Can you retype the whole forum thread on stuffed jalapenos, word for word and line for line?

=== EXTRACT ===

# Stuffed Jalapenos in the making



## Steve H (Jul 17, 2019)

Got my hands on some decent sized Jalapenos. And thought these would make some good stuffed peppers. Got them cored and cleaned.
For the brine:
1 quarts water
1 quarts white vinegar
3/4 cup pickling salt
Bring to a boil.

Spices to go in 1/2 gallon mason jar:
1 tbs dill seed
1 tsp mustard seed
Fresh dill
1 tbs dried minced onion
1/2 tsp Alum
3 cloves garlic.
Now vacuum packed. In 3 or so days I'll stuff them with Feta. And cap it with ham or  Prosciutto.


----------



## chilerelleno (Jul 17, 2019)

Pickled, stuffed and pickled again?
Or just pickled, stuffed and eaten?


----------



## 6GRILLZNTN (Jul 17, 2019)

Those are going to be tasty Steve!


----------



## Steve H (Jul 17, 2019)

=== SUPPLIED ENTRIES ===

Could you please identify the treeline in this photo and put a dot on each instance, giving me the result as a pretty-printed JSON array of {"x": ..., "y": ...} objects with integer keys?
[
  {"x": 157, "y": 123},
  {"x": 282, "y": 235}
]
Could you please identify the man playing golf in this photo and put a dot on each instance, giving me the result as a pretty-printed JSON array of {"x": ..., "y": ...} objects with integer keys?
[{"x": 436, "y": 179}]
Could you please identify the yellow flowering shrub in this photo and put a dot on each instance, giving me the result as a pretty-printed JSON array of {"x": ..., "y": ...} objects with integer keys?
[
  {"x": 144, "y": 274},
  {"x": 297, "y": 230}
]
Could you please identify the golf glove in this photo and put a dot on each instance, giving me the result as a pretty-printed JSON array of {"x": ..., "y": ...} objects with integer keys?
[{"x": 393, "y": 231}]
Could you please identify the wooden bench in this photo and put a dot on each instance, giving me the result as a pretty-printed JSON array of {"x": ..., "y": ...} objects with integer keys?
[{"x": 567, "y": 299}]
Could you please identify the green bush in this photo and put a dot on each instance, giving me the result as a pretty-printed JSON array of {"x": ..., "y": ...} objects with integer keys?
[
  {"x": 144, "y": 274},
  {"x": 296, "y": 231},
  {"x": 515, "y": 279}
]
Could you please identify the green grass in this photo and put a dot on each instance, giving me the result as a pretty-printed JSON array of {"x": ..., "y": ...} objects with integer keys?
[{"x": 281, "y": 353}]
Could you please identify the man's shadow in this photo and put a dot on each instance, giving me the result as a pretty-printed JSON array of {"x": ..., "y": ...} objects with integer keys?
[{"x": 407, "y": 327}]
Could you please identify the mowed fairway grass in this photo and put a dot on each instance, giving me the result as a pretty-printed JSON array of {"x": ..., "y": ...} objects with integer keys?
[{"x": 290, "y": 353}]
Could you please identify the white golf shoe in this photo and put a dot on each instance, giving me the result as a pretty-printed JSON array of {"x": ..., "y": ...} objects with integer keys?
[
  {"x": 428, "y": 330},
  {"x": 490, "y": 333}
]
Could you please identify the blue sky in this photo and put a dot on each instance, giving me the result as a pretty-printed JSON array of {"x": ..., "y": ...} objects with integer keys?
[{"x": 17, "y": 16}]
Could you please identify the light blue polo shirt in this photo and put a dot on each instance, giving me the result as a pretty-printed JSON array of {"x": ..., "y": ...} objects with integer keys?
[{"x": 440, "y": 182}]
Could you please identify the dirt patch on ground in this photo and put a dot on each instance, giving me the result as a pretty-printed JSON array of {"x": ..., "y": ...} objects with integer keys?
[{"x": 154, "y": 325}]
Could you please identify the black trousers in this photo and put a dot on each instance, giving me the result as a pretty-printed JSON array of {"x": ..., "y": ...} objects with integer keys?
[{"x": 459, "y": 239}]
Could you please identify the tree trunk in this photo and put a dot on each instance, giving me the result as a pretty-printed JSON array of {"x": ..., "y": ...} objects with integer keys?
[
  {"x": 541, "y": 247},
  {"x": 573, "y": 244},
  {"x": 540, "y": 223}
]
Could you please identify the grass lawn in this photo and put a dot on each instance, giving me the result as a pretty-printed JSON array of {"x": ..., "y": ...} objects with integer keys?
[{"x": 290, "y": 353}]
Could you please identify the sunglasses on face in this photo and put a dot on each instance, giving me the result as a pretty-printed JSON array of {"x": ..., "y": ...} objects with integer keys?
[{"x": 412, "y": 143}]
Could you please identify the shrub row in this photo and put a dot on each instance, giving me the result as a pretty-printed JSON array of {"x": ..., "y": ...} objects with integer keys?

===

#### EXERCISE OUTPUT:
# Stuffed Jalapenos in the making



## Steve H (Jul 17, 2019)

Got my hands on some decent sized Jalapenos. And thought these would make some good stuffed peppers. Got them cored and cleaned.
For the brine:
1 quarts water
1 quarts white vinegar
3/4 cup pickling salt
Bring to a boil.

Spices to go in 1/2 gallon mason jar:
1 tbs dill seed
1 tsp mustard seed
Fresh dill
1 tbs dried minced onion
1/2 tsp Alum
3 cloves garlic.
Now vacuum packed. In 3 or so days I'll stuff them with Feta. And cap it with ham or  Prosciutto.


----------



## chilerelleno (Jul 17, 2019)

Pickled, stuffed and pickled again?
Or just pickled, stuffed and eaten?


----------



## 6GRILLZNTN (Jul 17, 2019)

Those are going to be tasty Steve!


----------



## Steve H (Jul 17, 2019)